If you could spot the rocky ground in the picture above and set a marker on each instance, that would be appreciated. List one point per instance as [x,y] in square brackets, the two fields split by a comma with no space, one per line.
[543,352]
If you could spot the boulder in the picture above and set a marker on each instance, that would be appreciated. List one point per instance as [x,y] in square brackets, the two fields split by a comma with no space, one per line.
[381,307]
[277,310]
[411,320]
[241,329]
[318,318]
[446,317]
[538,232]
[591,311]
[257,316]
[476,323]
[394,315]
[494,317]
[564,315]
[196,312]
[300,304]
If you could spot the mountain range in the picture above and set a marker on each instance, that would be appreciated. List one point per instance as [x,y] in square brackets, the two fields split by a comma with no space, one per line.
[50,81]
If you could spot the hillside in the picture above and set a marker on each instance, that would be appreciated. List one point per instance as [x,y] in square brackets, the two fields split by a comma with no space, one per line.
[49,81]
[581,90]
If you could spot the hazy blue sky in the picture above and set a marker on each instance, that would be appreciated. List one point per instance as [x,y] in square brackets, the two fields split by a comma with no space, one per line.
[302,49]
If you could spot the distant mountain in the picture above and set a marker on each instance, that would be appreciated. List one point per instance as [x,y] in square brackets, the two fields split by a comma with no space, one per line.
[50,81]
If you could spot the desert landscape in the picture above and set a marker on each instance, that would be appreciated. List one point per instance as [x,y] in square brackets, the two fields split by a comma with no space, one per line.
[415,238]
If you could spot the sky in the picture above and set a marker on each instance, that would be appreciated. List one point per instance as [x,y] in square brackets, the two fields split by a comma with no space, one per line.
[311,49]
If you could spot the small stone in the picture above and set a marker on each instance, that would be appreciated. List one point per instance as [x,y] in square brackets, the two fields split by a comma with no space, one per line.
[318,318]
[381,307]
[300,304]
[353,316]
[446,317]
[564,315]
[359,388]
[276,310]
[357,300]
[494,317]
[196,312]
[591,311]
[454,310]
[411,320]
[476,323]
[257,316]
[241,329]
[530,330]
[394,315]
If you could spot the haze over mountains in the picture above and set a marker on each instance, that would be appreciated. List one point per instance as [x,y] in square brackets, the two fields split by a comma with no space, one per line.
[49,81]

•••••

Exactly as written, copy the lines from the one containing "If you could spot the haze" to the end of the entries, both ends included.

If you could spot the haze over mountains in the picture above and set a marker on each instance, that would be appreciated. List one point per instance as [x,y] in square brackets, the two fields split by a comma with no space, one per line.
[49,81]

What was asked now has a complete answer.